**Exercise objective:** How many lines in the items below contain the word "person"? Reply with the number alone.

** Start of Task input **

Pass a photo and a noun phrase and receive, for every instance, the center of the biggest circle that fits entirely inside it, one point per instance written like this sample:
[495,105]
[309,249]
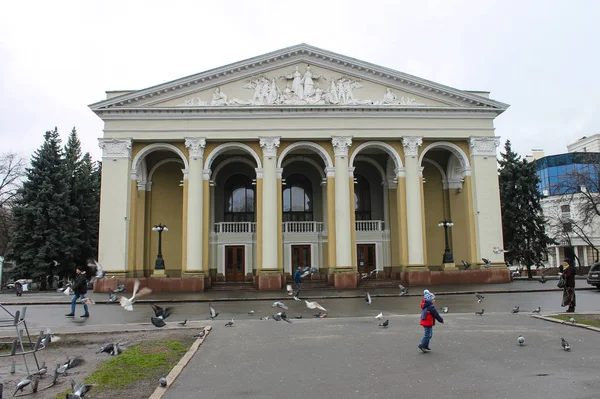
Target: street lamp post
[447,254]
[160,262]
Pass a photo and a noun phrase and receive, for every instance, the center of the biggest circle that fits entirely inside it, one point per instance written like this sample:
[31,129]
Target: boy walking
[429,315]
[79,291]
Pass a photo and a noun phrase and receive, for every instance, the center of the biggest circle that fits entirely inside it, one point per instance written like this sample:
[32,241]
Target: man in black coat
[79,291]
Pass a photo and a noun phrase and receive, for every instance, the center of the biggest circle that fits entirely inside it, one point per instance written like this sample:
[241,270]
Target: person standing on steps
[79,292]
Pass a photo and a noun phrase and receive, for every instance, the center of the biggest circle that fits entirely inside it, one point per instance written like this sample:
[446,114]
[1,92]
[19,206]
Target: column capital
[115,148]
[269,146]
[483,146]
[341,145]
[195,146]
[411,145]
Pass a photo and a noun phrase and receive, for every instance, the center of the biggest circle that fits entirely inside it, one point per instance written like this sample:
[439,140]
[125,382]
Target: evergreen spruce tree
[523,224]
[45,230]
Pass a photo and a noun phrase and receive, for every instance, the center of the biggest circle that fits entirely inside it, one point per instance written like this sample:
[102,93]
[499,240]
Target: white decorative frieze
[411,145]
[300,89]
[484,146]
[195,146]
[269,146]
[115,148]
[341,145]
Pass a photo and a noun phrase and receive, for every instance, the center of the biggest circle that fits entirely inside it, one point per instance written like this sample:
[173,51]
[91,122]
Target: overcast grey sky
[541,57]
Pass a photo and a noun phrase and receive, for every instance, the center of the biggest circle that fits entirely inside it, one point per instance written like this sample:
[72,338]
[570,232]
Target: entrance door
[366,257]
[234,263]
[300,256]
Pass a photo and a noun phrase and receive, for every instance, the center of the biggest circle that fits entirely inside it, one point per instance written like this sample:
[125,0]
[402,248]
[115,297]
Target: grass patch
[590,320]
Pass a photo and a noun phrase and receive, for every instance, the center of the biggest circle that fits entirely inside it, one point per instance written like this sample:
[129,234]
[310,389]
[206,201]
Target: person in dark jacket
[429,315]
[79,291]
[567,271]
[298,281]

** End of Task input **
** Start of Task input **

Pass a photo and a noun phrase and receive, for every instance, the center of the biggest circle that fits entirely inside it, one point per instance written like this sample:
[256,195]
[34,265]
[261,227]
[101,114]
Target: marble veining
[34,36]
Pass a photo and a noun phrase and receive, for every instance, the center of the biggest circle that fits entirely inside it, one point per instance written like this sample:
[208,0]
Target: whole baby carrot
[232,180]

** End of Task input **
** Start of Task input **

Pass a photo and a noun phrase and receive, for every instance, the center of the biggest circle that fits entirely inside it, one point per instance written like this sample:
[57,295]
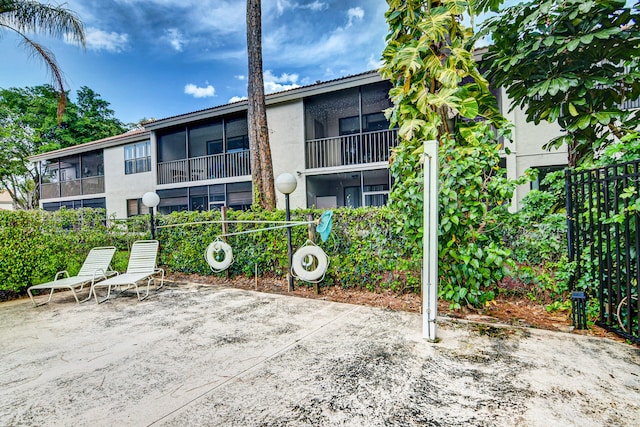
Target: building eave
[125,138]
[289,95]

** End of Task input **

**The output:** 2